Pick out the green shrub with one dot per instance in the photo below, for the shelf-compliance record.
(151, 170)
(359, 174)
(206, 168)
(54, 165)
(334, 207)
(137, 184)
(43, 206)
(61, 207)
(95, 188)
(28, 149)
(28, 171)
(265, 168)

----

Reproduce every one of the records above word for word, with no alterations of any kind.

- **In response**
Pick out the green shrub with one dot per instance in the photo below, for the shelf-compliance record.
(151, 170)
(359, 174)
(206, 168)
(54, 165)
(334, 207)
(137, 184)
(43, 206)
(61, 207)
(95, 188)
(28, 149)
(28, 171)
(265, 168)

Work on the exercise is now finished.